§ **TRY IT**
Scan the entries below for "positive" and copy each line that holds it.

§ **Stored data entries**
◆ ◆ ◆ ◆ ◆
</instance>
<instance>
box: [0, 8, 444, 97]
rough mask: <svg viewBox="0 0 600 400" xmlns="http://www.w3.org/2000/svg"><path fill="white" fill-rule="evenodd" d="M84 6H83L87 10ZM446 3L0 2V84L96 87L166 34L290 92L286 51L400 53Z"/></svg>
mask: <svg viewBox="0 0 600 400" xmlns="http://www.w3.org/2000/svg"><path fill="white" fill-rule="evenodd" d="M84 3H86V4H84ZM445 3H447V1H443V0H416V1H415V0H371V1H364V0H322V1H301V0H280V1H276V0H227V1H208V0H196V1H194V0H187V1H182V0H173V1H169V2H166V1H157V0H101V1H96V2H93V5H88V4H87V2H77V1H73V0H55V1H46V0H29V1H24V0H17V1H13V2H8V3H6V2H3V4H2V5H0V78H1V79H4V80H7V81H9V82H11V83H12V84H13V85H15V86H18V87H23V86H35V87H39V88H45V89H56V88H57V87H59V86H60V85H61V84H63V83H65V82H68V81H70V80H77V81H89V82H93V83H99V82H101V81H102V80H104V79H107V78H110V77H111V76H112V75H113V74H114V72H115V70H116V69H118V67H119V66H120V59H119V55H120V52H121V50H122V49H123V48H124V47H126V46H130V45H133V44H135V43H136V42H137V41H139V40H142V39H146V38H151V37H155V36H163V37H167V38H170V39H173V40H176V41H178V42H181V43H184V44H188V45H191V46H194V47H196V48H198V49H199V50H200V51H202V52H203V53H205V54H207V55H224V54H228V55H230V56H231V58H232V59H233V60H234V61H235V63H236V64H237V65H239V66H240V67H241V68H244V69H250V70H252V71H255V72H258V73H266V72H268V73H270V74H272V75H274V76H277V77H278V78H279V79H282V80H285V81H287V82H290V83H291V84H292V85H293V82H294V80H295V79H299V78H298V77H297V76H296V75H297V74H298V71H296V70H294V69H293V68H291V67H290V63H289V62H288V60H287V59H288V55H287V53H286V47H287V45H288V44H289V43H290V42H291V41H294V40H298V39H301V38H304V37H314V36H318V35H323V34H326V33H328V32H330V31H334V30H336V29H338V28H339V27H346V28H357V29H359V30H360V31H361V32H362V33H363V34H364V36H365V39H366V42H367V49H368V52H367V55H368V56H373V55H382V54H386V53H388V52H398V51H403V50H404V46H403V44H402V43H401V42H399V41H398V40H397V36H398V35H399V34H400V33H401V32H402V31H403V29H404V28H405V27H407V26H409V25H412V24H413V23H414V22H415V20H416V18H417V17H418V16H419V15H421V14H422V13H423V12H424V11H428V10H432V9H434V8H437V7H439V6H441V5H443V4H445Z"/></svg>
◆ ◆ ◆ ◆ ◆
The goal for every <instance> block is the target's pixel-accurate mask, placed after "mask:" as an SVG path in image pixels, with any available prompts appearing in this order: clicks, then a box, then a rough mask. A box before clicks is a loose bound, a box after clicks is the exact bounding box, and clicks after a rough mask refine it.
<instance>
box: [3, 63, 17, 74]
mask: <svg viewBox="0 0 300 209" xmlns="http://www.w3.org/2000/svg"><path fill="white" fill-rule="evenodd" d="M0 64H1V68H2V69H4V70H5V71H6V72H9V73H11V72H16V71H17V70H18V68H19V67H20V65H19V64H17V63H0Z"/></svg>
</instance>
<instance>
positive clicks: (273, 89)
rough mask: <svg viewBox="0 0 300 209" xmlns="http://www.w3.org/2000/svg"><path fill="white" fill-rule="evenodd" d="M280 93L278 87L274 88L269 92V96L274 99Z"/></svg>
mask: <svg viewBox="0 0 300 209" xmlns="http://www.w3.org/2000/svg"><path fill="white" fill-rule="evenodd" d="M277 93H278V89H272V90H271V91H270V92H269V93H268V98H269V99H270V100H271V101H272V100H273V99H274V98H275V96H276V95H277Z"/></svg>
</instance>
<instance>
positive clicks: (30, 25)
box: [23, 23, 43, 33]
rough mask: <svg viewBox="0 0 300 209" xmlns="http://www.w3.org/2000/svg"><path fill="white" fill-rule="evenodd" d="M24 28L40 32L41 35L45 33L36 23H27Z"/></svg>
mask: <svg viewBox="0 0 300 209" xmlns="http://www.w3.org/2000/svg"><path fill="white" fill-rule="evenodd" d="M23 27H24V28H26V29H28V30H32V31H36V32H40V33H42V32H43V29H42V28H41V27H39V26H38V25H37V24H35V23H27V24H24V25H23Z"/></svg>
◆ ◆ ◆ ◆ ◆
§ **RESULT BELOW**
positive clicks: (273, 89)
positive clicks: (30, 25)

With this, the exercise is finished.